## Goal
Gather every line in the rows below that contains the string "white", and copy each one in full. Case counts.

## Records for this task
_ _ _ _ _ _ _
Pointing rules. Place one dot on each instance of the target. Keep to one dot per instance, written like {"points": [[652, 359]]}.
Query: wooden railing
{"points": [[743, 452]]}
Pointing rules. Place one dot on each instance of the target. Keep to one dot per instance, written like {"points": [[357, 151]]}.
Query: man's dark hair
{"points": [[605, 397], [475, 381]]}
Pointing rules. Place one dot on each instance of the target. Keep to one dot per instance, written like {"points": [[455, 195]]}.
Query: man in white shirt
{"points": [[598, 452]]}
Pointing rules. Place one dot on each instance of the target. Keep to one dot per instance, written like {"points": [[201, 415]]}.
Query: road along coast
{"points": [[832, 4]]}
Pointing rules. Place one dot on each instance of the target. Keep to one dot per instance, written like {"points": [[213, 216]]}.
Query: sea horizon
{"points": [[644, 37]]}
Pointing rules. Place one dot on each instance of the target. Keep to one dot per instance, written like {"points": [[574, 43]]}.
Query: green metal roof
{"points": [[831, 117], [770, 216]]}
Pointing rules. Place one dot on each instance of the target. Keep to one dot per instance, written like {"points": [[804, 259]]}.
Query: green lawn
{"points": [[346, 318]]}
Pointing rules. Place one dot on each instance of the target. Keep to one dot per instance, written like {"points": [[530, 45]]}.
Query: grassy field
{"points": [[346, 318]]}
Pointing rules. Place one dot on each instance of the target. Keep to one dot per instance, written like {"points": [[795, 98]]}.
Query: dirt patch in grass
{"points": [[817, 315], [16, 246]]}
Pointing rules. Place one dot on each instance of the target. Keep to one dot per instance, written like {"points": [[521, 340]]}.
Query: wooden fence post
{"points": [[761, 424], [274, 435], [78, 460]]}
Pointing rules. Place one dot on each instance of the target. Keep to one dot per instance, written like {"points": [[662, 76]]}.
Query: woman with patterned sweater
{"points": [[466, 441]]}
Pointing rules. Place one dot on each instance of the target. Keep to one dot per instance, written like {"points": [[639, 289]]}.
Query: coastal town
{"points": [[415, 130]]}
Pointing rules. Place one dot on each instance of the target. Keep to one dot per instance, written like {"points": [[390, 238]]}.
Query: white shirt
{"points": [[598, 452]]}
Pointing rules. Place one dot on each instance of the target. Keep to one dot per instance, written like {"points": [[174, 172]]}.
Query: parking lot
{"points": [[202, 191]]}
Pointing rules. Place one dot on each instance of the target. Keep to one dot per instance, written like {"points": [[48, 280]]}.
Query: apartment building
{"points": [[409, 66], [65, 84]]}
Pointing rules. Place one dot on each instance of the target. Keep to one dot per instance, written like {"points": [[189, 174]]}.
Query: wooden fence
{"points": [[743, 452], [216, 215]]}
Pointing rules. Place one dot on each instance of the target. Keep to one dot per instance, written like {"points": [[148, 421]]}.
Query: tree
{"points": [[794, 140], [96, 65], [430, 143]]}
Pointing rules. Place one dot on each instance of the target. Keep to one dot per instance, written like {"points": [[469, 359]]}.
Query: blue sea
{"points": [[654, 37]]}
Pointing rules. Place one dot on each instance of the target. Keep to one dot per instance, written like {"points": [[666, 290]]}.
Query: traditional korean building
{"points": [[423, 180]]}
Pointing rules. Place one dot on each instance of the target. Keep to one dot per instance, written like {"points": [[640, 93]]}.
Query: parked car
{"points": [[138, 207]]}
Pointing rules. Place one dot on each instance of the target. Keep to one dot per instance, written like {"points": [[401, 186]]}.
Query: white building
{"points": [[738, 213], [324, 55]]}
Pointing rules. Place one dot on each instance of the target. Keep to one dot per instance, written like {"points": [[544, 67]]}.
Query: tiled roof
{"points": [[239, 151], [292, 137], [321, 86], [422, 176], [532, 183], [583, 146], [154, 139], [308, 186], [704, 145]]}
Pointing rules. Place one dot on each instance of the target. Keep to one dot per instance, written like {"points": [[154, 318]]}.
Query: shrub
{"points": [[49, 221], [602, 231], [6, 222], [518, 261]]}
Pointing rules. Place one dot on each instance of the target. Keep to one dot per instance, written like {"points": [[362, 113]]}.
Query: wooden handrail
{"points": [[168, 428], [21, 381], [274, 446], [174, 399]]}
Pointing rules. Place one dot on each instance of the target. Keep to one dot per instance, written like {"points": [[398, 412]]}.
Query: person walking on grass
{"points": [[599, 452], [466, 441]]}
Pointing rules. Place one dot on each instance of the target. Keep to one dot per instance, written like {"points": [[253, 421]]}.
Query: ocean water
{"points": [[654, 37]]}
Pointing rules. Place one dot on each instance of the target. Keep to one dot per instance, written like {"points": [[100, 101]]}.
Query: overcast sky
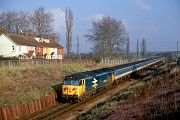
_ _ _ _ _ _ _
## Reply to the exercise
Query: man in white shirt
Query: white shirt
Query: white building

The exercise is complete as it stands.